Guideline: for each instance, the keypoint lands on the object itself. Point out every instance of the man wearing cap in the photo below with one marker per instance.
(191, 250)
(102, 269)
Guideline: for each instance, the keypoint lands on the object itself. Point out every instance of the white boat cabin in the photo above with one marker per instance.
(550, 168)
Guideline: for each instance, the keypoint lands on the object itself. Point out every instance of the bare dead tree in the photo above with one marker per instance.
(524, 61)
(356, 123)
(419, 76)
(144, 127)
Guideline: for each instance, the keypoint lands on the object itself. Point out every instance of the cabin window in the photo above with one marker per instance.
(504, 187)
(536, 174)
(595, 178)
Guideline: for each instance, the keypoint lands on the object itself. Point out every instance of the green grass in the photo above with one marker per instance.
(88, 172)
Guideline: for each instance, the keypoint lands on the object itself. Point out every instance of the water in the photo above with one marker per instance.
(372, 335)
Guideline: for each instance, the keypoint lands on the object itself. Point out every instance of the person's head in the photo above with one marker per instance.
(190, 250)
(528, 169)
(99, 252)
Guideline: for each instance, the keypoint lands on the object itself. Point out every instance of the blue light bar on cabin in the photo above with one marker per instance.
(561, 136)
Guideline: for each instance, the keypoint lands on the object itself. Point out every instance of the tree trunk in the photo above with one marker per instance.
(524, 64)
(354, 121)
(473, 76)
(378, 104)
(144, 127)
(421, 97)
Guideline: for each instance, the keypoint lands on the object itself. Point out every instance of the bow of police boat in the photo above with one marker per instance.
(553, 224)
...
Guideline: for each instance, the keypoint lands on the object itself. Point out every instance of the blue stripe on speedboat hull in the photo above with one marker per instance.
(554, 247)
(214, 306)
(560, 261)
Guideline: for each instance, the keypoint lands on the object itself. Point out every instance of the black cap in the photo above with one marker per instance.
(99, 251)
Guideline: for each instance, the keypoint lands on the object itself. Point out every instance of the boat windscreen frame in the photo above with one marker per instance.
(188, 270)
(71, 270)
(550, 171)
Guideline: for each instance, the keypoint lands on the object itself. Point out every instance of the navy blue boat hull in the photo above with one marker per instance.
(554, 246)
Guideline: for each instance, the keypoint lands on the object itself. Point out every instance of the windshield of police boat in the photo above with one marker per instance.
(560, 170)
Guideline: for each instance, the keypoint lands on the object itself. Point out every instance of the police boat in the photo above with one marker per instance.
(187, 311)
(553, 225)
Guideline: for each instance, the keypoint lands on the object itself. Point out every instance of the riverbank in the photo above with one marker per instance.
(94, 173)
---
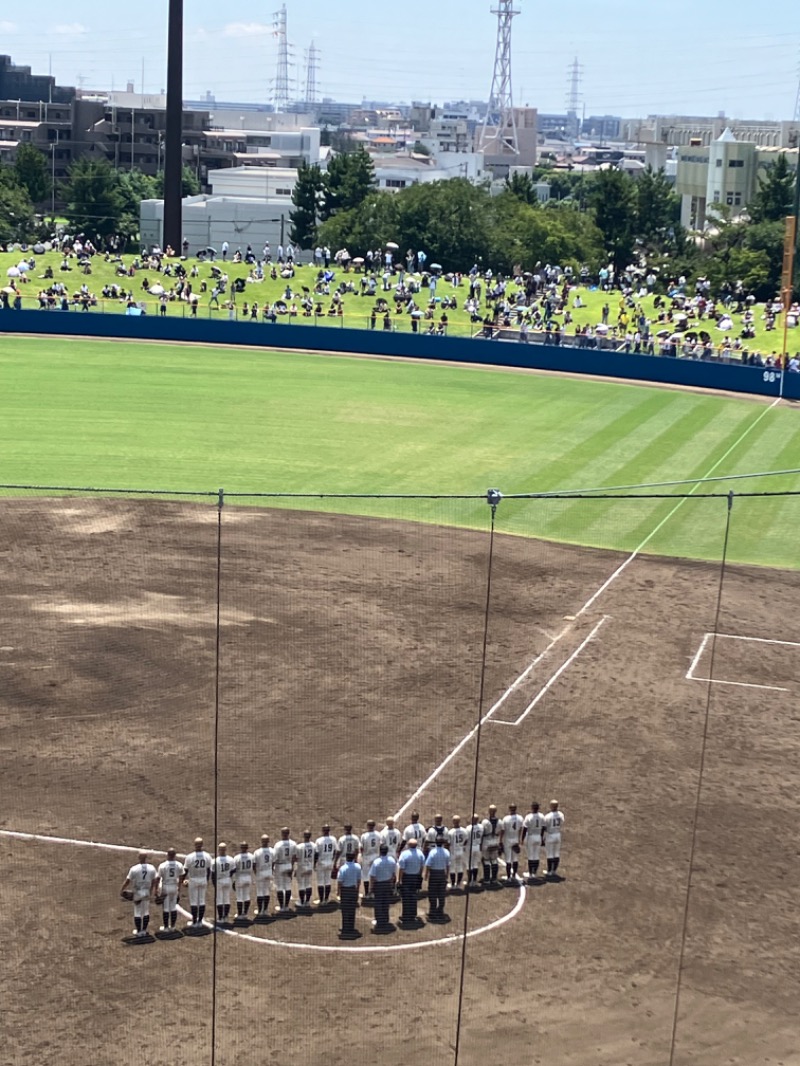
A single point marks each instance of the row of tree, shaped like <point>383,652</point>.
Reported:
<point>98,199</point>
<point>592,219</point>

Instructions to follow:
Identify every line of the data above that contains the word "hull", and copy each such line in full. Case is significant.

Final result:
Guideline: for each instance, the keypoint lands on the object itself. Point out every instance of the blue stripe on speedboat hull in the photo above with one marker per instance.
Guideline: for each instance, the keypoint lands on the object itself. Point out every instance of the navy blue boat hull in the photo above with one marker per instance.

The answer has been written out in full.